* **Set problem**
Copy out the article below on non-aggression and the UN Charter word for word, from its first line to its last.

* **Excerpted passage**
───
Kennedy Graham

Non-aggression and the UN Charter: Govt now agrees with Green policy

by Kennedy Graham

Something useful emerged from Question Time in Parliament yesterday, in response to my question of the Foreign Minister about intervention in Syria.

Knowingly or otherwise, the Government pledged never to use force without an authorising resolution from the UN Security Council.

They will be forever held to account, from now on.

The issue at stake is when a country may legally use its armed forces.  For 5,000 years, the answer was – whenever you wish.  In the 20th century, that began to change. Since 1945, under the UN Charter, there are only two occasions when armed force is legal – in self-defence against attack; or when the Security Council authorises (under prescribed conditions).

Of course, this has been largely honoured in the breach, and it remains controversial when major powers use force in their ‘vital national interests’ and small countries get sucked in (Australia and New Zealand in Suez ’56 and Vietnam ‘66; Australia in Iraq ’03).

The most recent, and controversial, use of force without UN authorisation is Iraq in 2003, when the UK and Australia followed the US in its ‘coalition of the willing’ to invade Iraq for regime change.  They cited the revival of earlier resolutions (dating back to 1991) but very few lawyers accept that, and almost everyone, including the UN Secretary-General, regarded it as illegal.
───
* **Data provided**

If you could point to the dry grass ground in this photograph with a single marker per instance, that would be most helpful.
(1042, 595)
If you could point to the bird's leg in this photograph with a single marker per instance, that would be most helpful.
───
* **Written response**
Kennedy Graham

Non-aggression and the UN Charter: Govt now agrees with Green policy

by Kennedy Graham

Something useful emerged from Question Time in Parliament yesterday, in response to my question of the Foreign Minister about intervention in Syria.

Knowingly or otherwise, the Government pledged never to use force without an authorising resolution from the UN Security Council.

They will be forever held to account, from now on.

The issue at stake is when a country may legally use its armed forces.  For 5,000 years, the answer was – whenever you wish.  In the 20th century, that began to change. Since 1945, under the UN Charter, there are only two occasions when armed force is legal – in self-defence against attack; or when the Security Council authorises (under prescribed conditions).

Of course, this has been largely honoured in the breach, and it remains controversial when major powers use force in their ‘vital national interests’ and small countries get sucked in (Australia and New Zealand in Suez ’56 and Vietnam ‘66; Australia in Iraq ’03).

The most recent, and controversial, use of force without UN authorisation is Iraq in 2003, when the UK and Australia followed the US in its ‘coalition of the willing’ to invade Iraq for regime change.  They cited the revival of earlier resolutions (dating back to 1991) but very few lawyers accept that, and almost everyone, including the UN Secretary-General, regarded it as illegal.